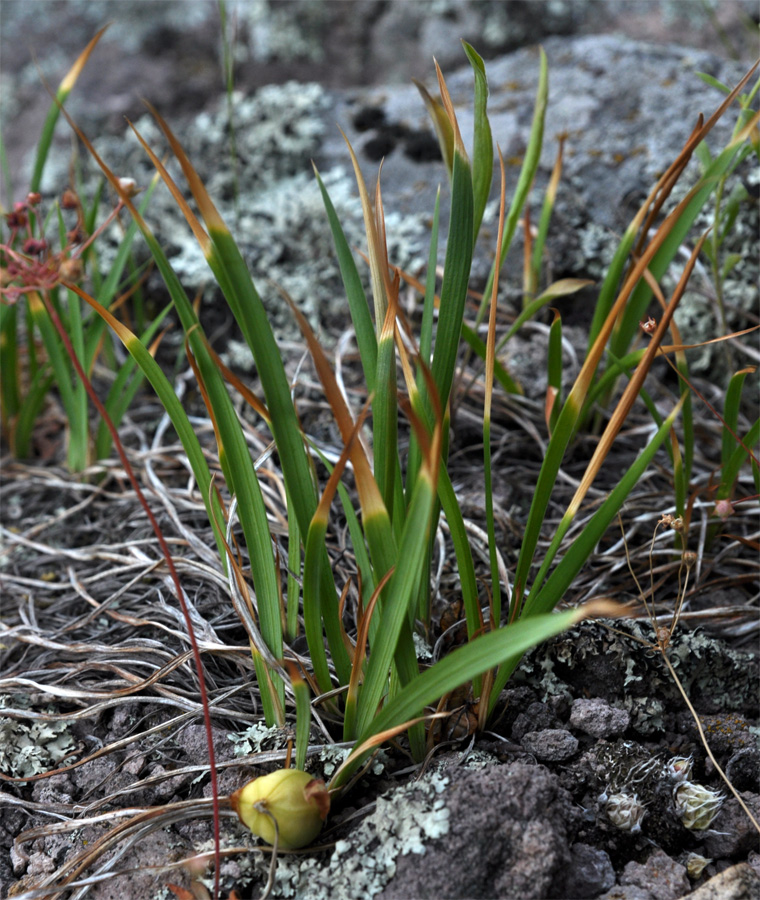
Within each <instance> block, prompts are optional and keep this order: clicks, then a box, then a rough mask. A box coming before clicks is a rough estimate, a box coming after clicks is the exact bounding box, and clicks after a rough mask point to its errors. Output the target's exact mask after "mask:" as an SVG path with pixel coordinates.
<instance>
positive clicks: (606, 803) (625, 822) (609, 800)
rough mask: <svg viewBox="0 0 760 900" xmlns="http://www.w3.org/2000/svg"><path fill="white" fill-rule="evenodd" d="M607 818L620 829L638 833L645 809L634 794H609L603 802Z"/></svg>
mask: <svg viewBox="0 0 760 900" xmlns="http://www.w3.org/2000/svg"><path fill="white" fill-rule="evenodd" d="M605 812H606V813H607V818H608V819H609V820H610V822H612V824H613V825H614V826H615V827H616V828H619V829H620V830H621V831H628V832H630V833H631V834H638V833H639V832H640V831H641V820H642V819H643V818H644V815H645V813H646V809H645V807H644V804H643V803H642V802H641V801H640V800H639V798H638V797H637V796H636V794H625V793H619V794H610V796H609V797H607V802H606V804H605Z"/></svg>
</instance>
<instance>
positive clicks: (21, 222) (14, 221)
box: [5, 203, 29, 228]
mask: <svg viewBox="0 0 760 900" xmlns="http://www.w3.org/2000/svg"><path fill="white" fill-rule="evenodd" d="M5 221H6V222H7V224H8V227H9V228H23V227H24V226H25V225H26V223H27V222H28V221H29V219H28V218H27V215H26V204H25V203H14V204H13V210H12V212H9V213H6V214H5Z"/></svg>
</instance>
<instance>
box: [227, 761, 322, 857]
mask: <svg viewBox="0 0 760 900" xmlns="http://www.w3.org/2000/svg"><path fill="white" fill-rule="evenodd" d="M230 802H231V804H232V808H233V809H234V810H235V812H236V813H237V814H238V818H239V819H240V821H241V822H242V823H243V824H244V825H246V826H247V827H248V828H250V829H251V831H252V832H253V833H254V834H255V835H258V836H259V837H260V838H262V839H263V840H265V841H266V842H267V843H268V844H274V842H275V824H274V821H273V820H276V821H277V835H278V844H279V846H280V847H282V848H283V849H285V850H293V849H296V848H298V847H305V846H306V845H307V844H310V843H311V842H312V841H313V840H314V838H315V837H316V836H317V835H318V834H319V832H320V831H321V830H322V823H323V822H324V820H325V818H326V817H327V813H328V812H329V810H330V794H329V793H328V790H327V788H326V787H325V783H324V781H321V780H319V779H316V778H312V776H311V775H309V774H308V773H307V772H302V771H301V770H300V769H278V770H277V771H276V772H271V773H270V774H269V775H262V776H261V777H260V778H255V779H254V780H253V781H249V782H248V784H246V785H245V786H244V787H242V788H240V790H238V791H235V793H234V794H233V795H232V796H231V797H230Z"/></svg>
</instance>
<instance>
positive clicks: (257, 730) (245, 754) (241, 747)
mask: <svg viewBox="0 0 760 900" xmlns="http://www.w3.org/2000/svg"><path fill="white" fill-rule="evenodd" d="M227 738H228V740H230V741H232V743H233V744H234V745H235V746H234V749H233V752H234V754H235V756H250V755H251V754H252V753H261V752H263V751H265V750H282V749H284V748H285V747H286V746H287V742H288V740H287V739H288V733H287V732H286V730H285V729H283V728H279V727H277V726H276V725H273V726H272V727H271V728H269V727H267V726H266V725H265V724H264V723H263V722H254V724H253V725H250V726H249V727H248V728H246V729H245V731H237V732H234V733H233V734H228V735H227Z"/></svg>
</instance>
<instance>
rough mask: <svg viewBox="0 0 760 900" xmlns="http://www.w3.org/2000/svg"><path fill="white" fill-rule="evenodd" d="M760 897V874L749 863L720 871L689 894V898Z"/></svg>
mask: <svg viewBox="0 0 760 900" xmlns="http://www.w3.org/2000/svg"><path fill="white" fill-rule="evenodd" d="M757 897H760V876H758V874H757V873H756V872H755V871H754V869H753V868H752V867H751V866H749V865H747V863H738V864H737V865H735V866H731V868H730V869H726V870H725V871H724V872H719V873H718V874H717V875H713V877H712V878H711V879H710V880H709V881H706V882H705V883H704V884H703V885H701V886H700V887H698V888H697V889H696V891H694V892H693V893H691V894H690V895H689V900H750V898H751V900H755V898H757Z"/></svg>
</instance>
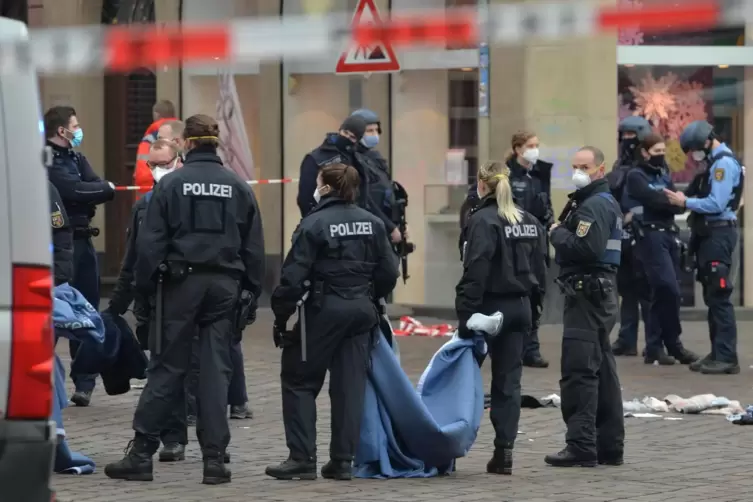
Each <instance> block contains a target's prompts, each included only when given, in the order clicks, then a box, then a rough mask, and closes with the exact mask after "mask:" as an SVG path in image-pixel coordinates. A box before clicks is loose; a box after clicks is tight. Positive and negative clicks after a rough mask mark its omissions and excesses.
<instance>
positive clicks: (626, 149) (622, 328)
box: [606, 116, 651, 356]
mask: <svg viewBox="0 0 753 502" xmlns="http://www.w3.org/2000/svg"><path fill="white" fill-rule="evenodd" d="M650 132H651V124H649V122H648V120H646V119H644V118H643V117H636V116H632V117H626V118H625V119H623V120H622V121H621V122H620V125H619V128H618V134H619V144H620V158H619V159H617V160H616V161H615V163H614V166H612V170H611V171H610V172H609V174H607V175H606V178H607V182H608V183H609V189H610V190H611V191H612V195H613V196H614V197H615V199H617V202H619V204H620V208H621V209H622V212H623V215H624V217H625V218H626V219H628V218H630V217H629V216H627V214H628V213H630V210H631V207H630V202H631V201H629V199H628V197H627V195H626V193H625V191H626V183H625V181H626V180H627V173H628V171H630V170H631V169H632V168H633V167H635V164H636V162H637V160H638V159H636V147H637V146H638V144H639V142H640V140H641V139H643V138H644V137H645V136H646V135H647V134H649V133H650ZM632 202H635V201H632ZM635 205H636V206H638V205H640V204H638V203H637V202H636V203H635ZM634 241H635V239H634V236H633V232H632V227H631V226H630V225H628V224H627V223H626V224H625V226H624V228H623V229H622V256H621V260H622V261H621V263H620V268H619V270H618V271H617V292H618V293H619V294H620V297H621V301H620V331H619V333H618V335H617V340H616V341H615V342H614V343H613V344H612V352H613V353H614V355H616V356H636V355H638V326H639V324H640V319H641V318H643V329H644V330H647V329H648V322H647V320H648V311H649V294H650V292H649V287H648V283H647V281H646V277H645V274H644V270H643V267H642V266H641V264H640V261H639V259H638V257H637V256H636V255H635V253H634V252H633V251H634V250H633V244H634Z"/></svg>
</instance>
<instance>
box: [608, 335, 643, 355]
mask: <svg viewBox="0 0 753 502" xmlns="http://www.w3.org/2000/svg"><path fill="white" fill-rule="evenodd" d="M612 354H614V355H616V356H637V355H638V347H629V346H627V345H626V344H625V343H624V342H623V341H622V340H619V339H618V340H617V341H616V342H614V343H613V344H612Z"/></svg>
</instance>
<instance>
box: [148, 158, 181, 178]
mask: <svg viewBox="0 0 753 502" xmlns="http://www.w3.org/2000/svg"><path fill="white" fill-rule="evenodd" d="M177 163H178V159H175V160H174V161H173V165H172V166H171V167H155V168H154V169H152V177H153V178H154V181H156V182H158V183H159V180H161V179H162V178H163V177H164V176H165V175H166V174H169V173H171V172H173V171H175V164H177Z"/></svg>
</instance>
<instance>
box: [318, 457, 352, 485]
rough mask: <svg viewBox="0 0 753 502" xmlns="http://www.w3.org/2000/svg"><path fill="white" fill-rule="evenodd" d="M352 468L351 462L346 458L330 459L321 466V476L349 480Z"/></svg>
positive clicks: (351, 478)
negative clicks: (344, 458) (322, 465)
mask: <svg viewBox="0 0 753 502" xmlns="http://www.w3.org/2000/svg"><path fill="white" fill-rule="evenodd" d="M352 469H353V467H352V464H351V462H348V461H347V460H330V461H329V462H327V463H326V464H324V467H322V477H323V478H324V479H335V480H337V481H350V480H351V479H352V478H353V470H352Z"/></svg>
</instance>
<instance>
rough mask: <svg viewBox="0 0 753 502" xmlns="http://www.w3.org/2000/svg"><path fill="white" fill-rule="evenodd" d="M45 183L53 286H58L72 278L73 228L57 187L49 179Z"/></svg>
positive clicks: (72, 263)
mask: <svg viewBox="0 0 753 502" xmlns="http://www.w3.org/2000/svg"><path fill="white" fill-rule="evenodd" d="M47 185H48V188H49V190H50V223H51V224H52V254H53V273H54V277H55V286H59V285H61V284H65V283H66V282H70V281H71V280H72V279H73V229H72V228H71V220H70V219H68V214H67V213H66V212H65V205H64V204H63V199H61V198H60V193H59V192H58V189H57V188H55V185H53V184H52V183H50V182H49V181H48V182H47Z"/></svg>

★ ★ ★ ★ ★

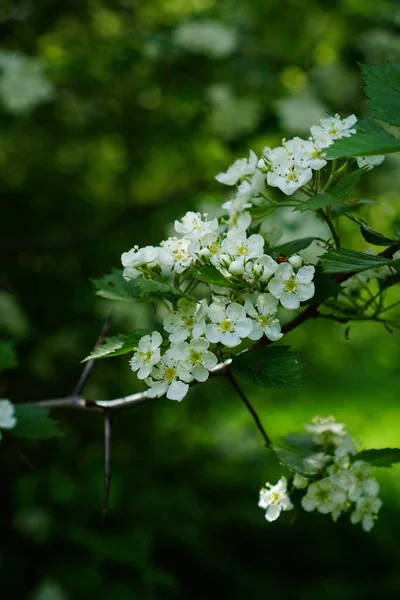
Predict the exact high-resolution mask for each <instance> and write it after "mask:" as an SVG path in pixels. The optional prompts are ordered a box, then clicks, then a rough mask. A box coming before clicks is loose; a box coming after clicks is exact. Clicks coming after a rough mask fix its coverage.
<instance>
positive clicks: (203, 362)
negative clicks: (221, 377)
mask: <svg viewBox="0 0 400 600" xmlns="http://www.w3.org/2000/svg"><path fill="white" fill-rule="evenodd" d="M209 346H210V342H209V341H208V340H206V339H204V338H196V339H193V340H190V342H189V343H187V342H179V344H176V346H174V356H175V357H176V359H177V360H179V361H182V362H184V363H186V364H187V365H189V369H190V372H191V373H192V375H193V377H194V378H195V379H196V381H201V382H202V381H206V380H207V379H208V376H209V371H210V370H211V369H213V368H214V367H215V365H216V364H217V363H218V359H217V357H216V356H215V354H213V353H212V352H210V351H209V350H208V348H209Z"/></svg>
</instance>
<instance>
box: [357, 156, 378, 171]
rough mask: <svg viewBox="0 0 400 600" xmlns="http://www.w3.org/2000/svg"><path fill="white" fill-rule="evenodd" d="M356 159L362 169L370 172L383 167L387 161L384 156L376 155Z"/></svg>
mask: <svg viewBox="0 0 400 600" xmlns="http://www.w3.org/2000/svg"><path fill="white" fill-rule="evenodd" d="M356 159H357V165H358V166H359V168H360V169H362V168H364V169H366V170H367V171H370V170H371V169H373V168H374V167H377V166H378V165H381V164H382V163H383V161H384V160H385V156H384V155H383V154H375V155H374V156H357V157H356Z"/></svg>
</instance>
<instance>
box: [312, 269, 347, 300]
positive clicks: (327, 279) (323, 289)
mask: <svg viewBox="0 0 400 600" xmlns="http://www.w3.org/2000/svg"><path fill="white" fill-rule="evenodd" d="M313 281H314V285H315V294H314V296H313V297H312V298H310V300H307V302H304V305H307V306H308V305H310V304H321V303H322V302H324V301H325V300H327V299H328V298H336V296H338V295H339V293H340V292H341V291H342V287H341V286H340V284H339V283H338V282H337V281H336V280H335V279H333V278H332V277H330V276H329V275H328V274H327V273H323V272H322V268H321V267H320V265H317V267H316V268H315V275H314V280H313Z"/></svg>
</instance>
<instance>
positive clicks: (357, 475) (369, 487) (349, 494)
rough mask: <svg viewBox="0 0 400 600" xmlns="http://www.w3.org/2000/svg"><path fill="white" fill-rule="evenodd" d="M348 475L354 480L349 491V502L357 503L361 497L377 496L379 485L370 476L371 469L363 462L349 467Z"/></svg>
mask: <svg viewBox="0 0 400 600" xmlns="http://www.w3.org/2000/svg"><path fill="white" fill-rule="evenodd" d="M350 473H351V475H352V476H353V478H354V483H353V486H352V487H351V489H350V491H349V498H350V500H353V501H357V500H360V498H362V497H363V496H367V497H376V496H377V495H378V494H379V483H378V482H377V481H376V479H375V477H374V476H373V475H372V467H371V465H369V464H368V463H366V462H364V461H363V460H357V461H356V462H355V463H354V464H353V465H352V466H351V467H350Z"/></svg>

★ ★ ★ ★ ★

• [What you have to do]
Across the records above, in how many lines does the string "loose" appear? Reply with the figure alone.

• [Finished task]
2